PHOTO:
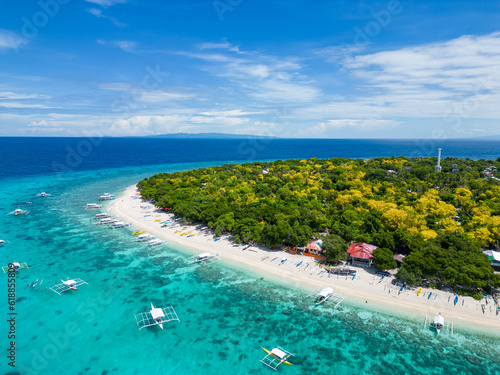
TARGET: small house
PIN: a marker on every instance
(494, 257)
(314, 249)
(360, 254)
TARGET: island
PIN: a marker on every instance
(429, 223)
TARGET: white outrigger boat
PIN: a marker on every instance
(438, 323)
(16, 266)
(276, 357)
(106, 221)
(325, 294)
(205, 258)
(92, 206)
(119, 224)
(101, 215)
(67, 285)
(155, 242)
(144, 237)
(18, 211)
(106, 197)
(156, 316)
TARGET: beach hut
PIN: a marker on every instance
(399, 258)
(494, 257)
(314, 249)
(360, 254)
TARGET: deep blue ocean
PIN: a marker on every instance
(225, 313)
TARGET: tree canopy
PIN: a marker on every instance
(399, 204)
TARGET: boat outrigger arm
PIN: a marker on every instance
(157, 316)
(205, 258)
(67, 285)
(276, 357)
(16, 266)
(326, 294)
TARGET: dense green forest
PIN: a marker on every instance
(439, 220)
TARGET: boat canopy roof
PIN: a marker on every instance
(326, 292)
(438, 319)
(157, 313)
(278, 353)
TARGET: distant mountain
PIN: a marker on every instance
(210, 135)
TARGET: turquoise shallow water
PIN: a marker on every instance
(225, 314)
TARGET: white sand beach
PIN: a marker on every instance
(365, 288)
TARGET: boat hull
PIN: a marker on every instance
(269, 352)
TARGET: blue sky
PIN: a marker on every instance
(323, 69)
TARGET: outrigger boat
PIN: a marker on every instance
(16, 266)
(438, 323)
(19, 211)
(119, 224)
(107, 221)
(144, 237)
(92, 206)
(67, 285)
(157, 316)
(101, 215)
(155, 242)
(205, 258)
(326, 294)
(276, 357)
(106, 197)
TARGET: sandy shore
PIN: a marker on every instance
(365, 288)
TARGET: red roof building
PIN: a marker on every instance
(314, 249)
(361, 252)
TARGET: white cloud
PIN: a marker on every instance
(224, 45)
(39, 123)
(98, 14)
(265, 77)
(219, 120)
(357, 123)
(455, 79)
(13, 95)
(126, 45)
(106, 3)
(232, 113)
(144, 125)
(23, 105)
(158, 96)
(11, 40)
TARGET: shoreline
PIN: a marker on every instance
(365, 288)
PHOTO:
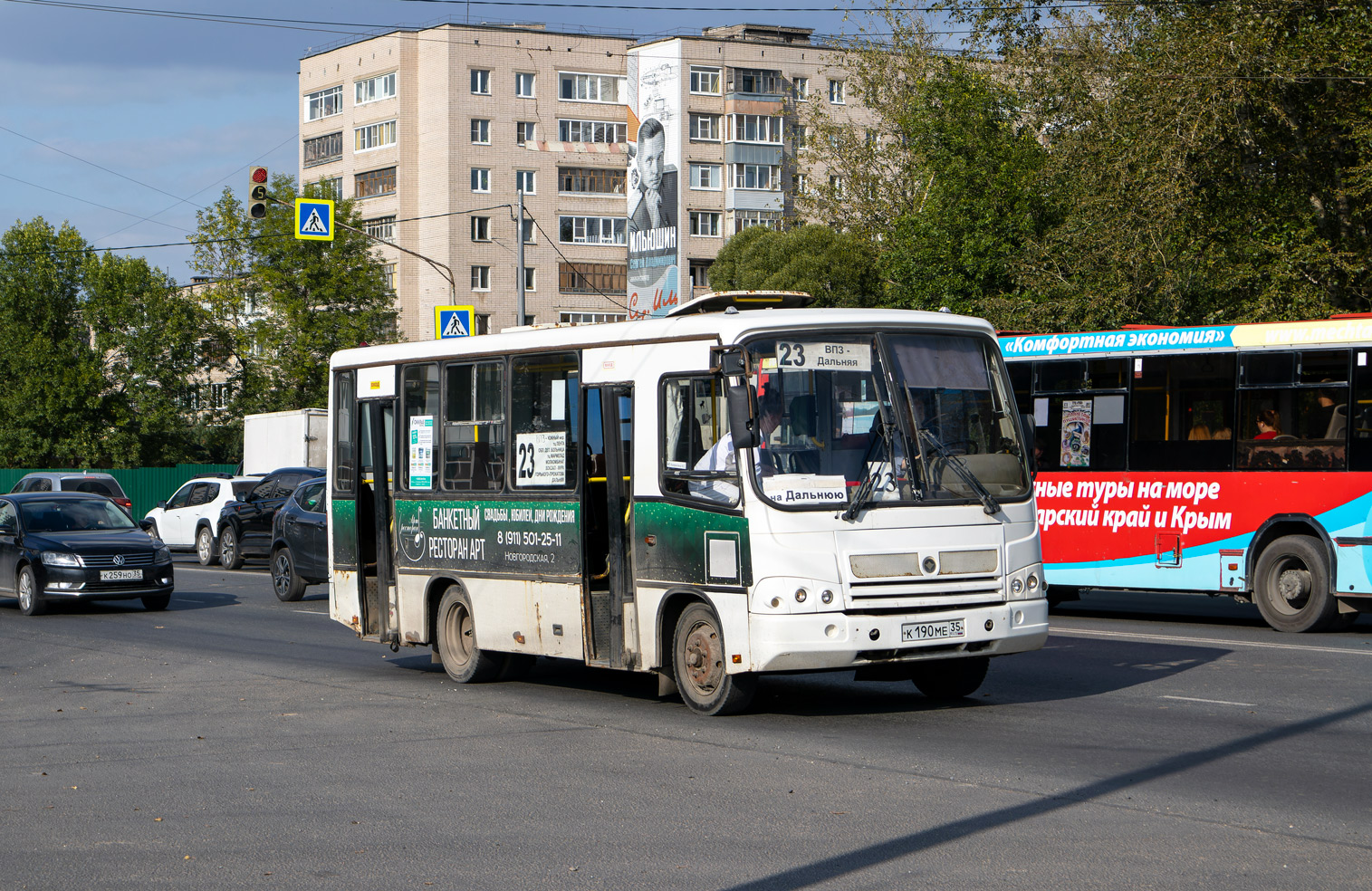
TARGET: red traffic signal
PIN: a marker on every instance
(257, 194)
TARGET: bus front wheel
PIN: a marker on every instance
(951, 679)
(463, 659)
(698, 665)
(1291, 586)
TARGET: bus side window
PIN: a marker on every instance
(474, 426)
(543, 414)
(698, 458)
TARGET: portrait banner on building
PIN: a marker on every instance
(655, 129)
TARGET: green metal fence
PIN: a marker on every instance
(144, 485)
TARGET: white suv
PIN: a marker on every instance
(187, 520)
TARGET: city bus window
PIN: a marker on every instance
(474, 428)
(1183, 413)
(420, 426)
(343, 446)
(543, 421)
(1081, 405)
(697, 451)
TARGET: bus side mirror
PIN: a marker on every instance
(1031, 437)
(741, 417)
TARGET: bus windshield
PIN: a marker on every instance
(873, 418)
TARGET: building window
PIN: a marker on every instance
(324, 103)
(756, 81)
(380, 228)
(321, 149)
(373, 90)
(375, 183)
(755, 128)
(593, 279)
(756, 176)
(749, 218)
(590, 130)
(604, 88)
(704, 81)
(373, 136)
(590, 231)
(705, 224)
(704, 128)
(590, 180)
(589, 318)
(705, 177)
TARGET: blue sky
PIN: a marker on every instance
(152, 115)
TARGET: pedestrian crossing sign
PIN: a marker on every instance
(453, 321)
(314, 218)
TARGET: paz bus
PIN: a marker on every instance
(711, 496)
(1222, 459)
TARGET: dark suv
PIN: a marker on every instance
(245, 525)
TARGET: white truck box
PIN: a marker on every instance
(285, 439)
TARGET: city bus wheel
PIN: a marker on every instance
(205, 547)
(698, 665)
(951, 679)
(1291, 586)
(463, 658)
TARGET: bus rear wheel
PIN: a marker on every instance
(698, 665)
(951, 679)
(1291, 586)
(464, 661)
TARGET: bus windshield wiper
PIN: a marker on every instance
(988, 503)
(868, 483)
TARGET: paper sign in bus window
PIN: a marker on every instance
(541, 458)
(1076, 434)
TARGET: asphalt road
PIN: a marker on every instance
(235, 742)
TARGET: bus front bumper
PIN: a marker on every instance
(837, 640)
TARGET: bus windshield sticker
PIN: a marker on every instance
(541, 458)
(421, 451)
(1076, 434)
(823, 355)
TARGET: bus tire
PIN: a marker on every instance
(698, 665)
(464, 661)
(947, 680)
(1291, 586)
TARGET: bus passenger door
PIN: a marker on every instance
(376, 435)
(608, 579)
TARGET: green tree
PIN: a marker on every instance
(53, 402)
(277, 307)
(840, 269)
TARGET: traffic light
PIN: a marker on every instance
(257, 192)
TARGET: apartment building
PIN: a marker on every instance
(438, 130)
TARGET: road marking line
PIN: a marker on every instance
(1216, 702)
(1089, 632)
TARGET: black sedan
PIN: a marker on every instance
(301, 541)
(72, 546)
(245, 528)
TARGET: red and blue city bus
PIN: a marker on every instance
(1223, 459)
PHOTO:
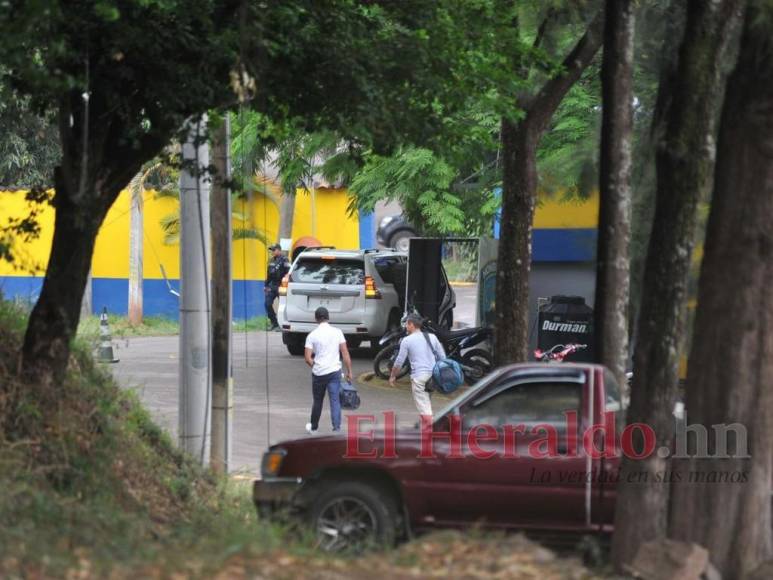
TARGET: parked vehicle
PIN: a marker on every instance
(379, 496)
(458, 345)
(394, 231)
(364, 291)
(558, 352)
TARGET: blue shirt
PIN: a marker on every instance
(414, 347)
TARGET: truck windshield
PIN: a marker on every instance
(329, 271)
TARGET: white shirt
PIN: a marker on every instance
(414, 347)
(325, 342)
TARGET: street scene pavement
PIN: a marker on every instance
(272, 389)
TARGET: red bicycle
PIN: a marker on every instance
(558, 352)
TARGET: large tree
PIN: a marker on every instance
(123, 75)
(731, 361)
(520, 136)
(684, 161)
(611, 305)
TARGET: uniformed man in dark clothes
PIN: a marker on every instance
(278, 266)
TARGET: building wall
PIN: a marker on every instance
(22, 280)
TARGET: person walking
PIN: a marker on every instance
(278, 267)
(325, 347)
(422, 350)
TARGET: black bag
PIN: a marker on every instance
(350, 398)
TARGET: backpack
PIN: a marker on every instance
(350, 398)
(447, 375)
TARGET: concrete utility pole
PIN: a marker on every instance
(195, 339)
(86, 303)
(135, 256)
(222, 376)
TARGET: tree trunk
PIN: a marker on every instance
(286, 215)
(684, 163)
(97, 162)
(614, 230)
(54, 319)
(731, 362)
(519, 192)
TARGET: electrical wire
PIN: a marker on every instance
(265, 229)
(207, 302)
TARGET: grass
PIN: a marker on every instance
(153, 326)
(91, 487)
(461, 270)
(121, 328)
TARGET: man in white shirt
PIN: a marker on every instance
(325, 347)
(422, 350)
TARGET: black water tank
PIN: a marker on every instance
(566, 320)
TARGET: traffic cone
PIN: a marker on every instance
(105, 353)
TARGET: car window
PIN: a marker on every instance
(387, 267)
(329, 271)
(526, 404)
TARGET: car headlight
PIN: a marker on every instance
(272, 462)
(385, 221)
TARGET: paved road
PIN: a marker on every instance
(150, 365)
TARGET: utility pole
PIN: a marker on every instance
(86, 303)
(136, 230)
(222, 376)
(195, 338)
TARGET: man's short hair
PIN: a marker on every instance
(415, 319)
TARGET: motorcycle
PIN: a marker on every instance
(476, 363)
(558, 352)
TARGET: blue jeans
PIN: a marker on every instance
(332, 384)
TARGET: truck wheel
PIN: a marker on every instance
(448, 319)
(295, 344)
(382, 364)
(352, 517)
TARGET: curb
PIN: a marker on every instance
(463, 284)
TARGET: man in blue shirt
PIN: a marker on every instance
(278, 267)
(422, 355)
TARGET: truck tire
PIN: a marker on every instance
(476, 364)
(350, 516)
(400, 240)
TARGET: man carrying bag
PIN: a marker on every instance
(422, 352)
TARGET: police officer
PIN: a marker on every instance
(278, 267)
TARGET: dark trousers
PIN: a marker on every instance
(330, 383)
(271, 295)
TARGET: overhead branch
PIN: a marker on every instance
(552, 93)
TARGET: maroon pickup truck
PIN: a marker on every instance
(524, 448)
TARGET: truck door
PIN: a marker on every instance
(519, 487)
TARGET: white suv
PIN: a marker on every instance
(363, 290)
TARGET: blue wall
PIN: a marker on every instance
(367, 231)
(22, 288)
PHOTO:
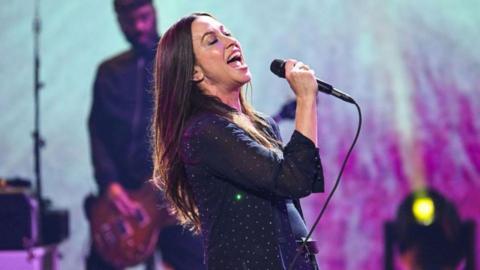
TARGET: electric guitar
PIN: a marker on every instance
(125, 241)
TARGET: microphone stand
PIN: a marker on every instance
(38, 141)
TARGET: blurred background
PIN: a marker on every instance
(412, 66)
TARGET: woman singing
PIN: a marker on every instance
(221, 163)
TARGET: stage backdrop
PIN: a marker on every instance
(413, 66)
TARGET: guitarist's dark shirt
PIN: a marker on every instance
(119, 120)
(245, 192)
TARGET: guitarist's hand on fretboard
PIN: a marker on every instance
(122, 202)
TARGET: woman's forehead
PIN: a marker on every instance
(204, 24)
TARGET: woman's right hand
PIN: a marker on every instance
(301, 79)
(303, 83)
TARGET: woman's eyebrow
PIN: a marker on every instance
(206, 34)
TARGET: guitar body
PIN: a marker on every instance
(127, 241)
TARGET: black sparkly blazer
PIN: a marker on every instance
(237, 182)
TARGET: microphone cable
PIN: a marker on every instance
(303, 246)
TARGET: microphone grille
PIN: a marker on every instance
(278, 67)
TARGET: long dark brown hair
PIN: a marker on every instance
(177, 98)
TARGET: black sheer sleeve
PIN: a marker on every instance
(228, 152)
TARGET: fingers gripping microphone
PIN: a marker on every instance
(278, 68)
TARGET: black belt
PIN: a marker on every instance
(309, 247)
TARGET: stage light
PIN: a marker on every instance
(423, 210)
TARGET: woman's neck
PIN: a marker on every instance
(229, 97)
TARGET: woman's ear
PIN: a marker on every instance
(198, 75)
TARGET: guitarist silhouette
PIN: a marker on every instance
(127, 218)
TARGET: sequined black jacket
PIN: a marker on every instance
(237, 182)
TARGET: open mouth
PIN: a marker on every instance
(235, 59)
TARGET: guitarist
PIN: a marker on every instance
(119, 127)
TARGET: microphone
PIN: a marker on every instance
(278, 68)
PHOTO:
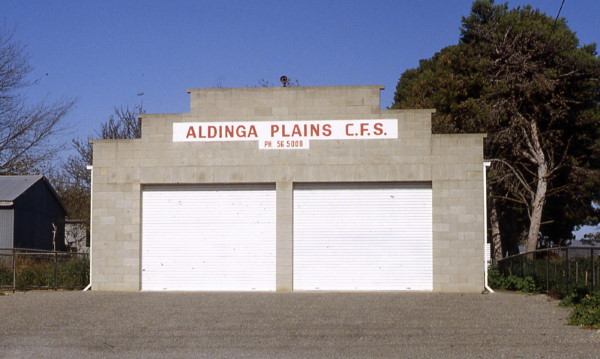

##############################

What is required
Which lines of the data above contain the string "shirt"? Pull out each of them in full.

Final result
TARGET: blue shirt
TARGET: white shirt
TARGET: man in white shirt
TARGET: man in blue shirt
TARGET: guitarist's dark shirt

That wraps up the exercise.